→ WHAT YOU HAVE TO DO:
Retype the data that follows line by line, exactly, and leave its pictures out.

→ DATA LINES:
========

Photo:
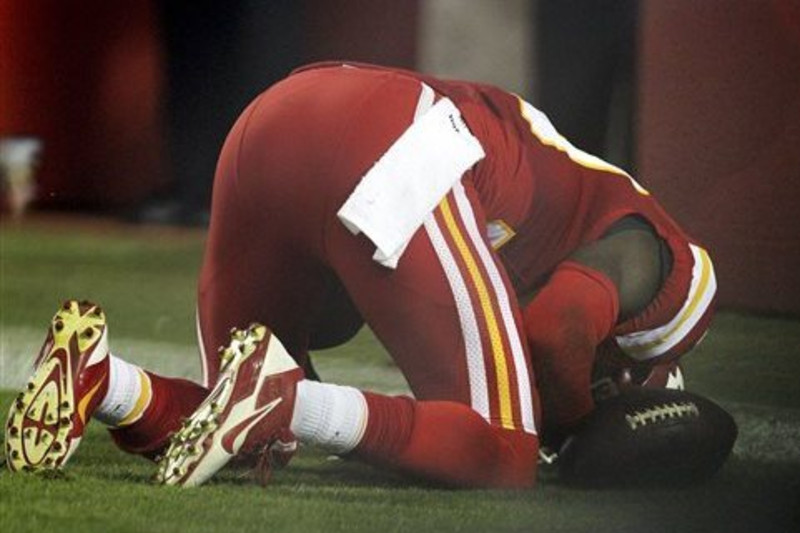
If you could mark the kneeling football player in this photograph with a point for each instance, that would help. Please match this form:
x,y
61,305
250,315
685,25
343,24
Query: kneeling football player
x,y
427,209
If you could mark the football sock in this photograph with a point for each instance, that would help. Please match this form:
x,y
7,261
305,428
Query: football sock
x,y
564,324
129,394
330,416
446,442
173,399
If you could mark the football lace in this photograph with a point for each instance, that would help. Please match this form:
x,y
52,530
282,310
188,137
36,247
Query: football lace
x,y
661,412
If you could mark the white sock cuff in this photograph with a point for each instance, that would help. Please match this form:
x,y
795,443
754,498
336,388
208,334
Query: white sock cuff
x,y
124,392
333,417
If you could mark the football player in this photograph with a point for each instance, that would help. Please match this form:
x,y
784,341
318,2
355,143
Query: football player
x,y
494,261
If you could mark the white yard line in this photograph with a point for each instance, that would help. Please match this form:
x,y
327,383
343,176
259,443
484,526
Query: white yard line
x,y
766,433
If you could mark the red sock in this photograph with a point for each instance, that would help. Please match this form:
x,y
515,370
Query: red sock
x,y
446,442
173,400
564,324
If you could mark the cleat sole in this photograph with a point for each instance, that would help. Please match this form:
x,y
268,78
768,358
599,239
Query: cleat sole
x,y
40,421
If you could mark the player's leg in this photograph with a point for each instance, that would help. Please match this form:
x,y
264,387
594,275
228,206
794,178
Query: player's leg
x,y
628,277
447,317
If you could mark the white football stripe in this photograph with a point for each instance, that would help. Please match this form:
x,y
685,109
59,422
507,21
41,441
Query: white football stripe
x,y
476,370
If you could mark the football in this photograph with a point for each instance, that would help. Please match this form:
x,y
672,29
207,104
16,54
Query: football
x,y
649,437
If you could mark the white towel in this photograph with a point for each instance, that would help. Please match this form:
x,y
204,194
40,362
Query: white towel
x,y
406,184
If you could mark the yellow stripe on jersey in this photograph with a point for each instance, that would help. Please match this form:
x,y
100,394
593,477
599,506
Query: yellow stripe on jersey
x,y
506,416
543,129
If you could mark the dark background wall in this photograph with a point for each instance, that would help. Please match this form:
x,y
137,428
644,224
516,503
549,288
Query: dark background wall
x,y
719,137
133,98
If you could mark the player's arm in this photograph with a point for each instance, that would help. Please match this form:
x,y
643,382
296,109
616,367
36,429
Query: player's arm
x,y
585,297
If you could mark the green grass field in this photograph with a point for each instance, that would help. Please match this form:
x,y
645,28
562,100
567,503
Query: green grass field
x,y
144,278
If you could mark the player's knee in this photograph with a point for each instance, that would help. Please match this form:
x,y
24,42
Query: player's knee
x,y
556,330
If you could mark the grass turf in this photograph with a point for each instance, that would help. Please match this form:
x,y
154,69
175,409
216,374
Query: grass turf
x,y
145,280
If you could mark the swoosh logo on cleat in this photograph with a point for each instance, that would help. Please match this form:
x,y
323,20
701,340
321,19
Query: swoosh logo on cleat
x,y
234,438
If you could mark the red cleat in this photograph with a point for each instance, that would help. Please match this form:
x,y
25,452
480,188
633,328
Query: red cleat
x,y
247,412
48,418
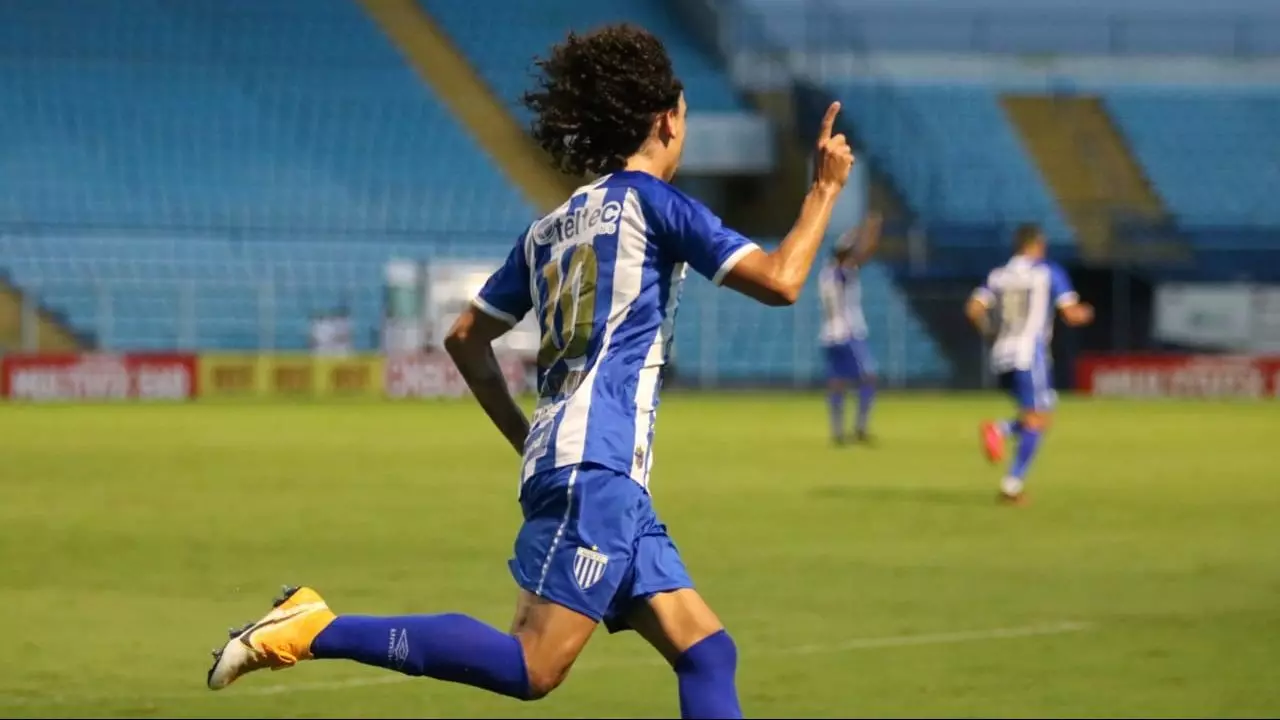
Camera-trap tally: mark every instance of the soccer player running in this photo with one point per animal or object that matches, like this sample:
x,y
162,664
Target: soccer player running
x,y
603,274
1023,294
844,328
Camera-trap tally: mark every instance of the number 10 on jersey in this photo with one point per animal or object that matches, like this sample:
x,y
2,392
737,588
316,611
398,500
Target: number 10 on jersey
x,y
568,311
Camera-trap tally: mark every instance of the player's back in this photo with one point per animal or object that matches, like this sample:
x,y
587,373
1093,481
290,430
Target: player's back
x,y
603,274
1024,291
841,294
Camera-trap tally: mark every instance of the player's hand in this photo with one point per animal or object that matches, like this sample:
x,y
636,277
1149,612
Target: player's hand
x,y
832,158
1086,313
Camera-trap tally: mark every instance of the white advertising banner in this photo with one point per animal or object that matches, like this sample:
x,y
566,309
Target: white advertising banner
x,y
1232,317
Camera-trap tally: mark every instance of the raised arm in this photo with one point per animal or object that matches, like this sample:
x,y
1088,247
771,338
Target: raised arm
x,y
868,238
977,310
470,345
503,300
1068,301
777,277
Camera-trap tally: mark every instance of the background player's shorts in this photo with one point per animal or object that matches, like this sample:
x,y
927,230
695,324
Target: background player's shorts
x,y
593,543
849,360
1031,390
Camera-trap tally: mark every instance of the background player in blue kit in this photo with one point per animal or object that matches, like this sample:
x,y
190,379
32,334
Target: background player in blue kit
x,y
603,276
1024,294
844,328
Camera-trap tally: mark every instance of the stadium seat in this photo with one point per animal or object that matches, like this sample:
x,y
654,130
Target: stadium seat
x,y
502,42
1210,155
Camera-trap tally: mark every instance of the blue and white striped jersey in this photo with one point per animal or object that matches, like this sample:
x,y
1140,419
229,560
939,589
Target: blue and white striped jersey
x,y
603,272
1024,294
840,287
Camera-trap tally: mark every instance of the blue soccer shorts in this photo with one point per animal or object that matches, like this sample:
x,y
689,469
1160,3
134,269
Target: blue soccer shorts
x,y
1032,390
849,360
592,542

========

→ RESULT OF THIS EXERCISE:
Photo:
If you could mark the kneeling football player in this photograph with a point for each instance, that would help. Please match this form:
x,y
61,305
250,315
685,25
343,24
Query: kneeling football player
x,y
427,209
If you could mark the football sock in this photograph with a point for each instance, that would help. Please match this form:
x,y
7,261
305,428
Query: football sock
x,y
564,324
129,394
330,416
446,442
173,399
If you could mark the football lace in this photograph with a point for each instance, that would help. Please match this form:
x,y
52,530
282,310
188,137
36,247
Query: football lace
x,y
661,412
If you could mark the white sock cuff in this photograph with a point for each instance, that would help. Please match this form:
x,y
795,443
754,498
336,388
208,334
Query: white sock cuff
x,y
124,392
333,417
If you could mark the football player in this photograph with a point for each instance, that would help. Please match this form:
x,y
784,341
318,2
355,143
Query: football player
x,y
494,261
If you could mark the white yard line in this photograph with a point for each instance, that would help. Please match this form:
x,y
327,383
343,176
259,443
484,526
Query: white yard line
x,y
766,433
If you could mark the red sock in this photograph with a point for each instance, that would help. Please match this form:
x,y
515,370
Query: red sock
x,y
446,442
173,400
564,324
If you could mark the cleat sole in this photograph with a point for each instance, that would help. Please match this form:
x,y
268,78
768,358
599,239
Query: cleat sole
x,y
40,421
If you could mark the player's leg in this photograph with a point for each instance, that would help. Please match this form:
x,y
264,387
594,275
228,206
794,178
Query: player's leg
x,y
628,277
447,317
If you could mark the white football stripe in this photograph with a point for each instance, that would help. Please match this form:
x,y
685,109
59,422
507,21
41,441
Query: white football stripe
x,y
476,370
If you could mark the football in this photograph with a point for each instance, that would help. Please match this form:
x,y
672,29
207,104
16,54
Query: football
x,y
649,437
If you could mark the white towel in this photograph with a point for each instance, that would help. Please match this form:
x,y
204,194
40,362
Query: white towel
x,y
406,184
If you could mark the yellow stripe on jersey in this photograph with a point for each instance, that would help. Please match this form:
x,y
100,394
593,477
599,506
Query: yellow stripe on jersey
x,y
506,416
543,129
If you could mark the dark background wall in this photograph with a point for each instance, that would help. Please match this form:
x,y
137,428
644,224
516,503
549,288
Query: dark background wall
x,y
719,137
133,98
If you could mark the player's arm in this photograph with a point for each instance, that would help. Please match this form:
x,y
643,382
296,109
616,367
36,429
Query: player's arm
x,y
585,297
If you could mark the green grass field in this photograph with a point for each instance, that would help. Please match this form:
x,y
645,28
562,100
567,503
Query: green grass field
x,y
144,278
If you could mark the player's knee in this photograph with a point for each instance, that would help. Please match this form:
x,y
24,42
Query: player's knee
x,y
556,330
If you could mark the grass turf in this photograph with a point for each instance, that would help. Please match this form:
x,y
154,69
175,409
216,374
Query: grass turf
x,y
145,280
If you could mark the swoosh logo on cleat in this photograph with a point for each instance, that would help. Please match this form:
x,y
323,20
701,340
321,19
Query: swoosh logo on cleat
x,y
234,438
If you could mark the red cleat in this photograph with a point for each instance, that would help. Please match this form:
x,y
25,452
480,188
633,328
Query: red cleat
x,y
247,412
48,418
Camera-trap tally: mark every instance of the soccer player running in this photo with one point per animal or object that matches, like this sample:
x,y
162,664
Target: soccer player running
x,y
603,274
1023,294
844,328
Camera-trap tally: mark every instance of the number 10 on jersey in this photo with one point per animal or object that matches, like this sample:
x,y
2,392
737,588
316,611
398,500
Target: number 10 on jersey
x,y
568,311
Camera-trap tally: mark every instance of the player's back in this photo with one point per animal or object that matches, like this sample:
x,y
587,373
1093,481
290,430
Target: player's back
x,y
603,274
1024,291
841,294
Camera-trap tally: mark every instance of the player's hand in this photo with one point per animal or object that matches, like this sample:
x,y
636,277
1149,612
Target: player's hand
x,y
832,158
1086,313
Camera-trap tally: mark every instance of the white advertising banner in this photo with one point per animal or object that matches, like this sample:
x,y
566,309
Target: white advertising banner
x,y
1232,317
Camera-trap tally: mark every instance of the raised arm in this photo with one point per animal or object that matches, like this sample:
x,y
1088,247
771,338
Target: raised arm
x,y
868,238
977,310
470,345
503,300
1068,301
777,277
Camera-trap tally: mark every instance of the background player's shorts in this photo with one point per animal or object that matches, like this sample:
x,y
927,230
695,324
Target: background player's shorts
x,y
593,543
849,360
1031,390
Camera-trap tally: mark every instance of the background player in blue kit in this photo with one point per animal or object that matches, like this sample:
x,y
190,379
32,334
Target: background player in blue kit
x,y
603,276
1024,294
844,328
Camera-trap tally: mark every instance of the stadium seat in this photo with one point per animal or object that matches, like this sample:
x,y
654,130
Target: stadium seat
x,y
502,42
1210,155
Camera-trap tally: mark every instance of the blue and white striped jersey in this photo with one point per animal or object that matches, like this sample:
x,y
1140,419
229,560
939,589
Target: blue and white striped jersey
x,y
603,272
1024,294
840,287
Camera-trap tally: mark every instance of the blue soccer shorts in this photo with one point per animal or object that matches, like this sample:
x,y
689,469
1160,3
134,269
Target: blue soccer shorts
x,y
1032,390
849,360
592,542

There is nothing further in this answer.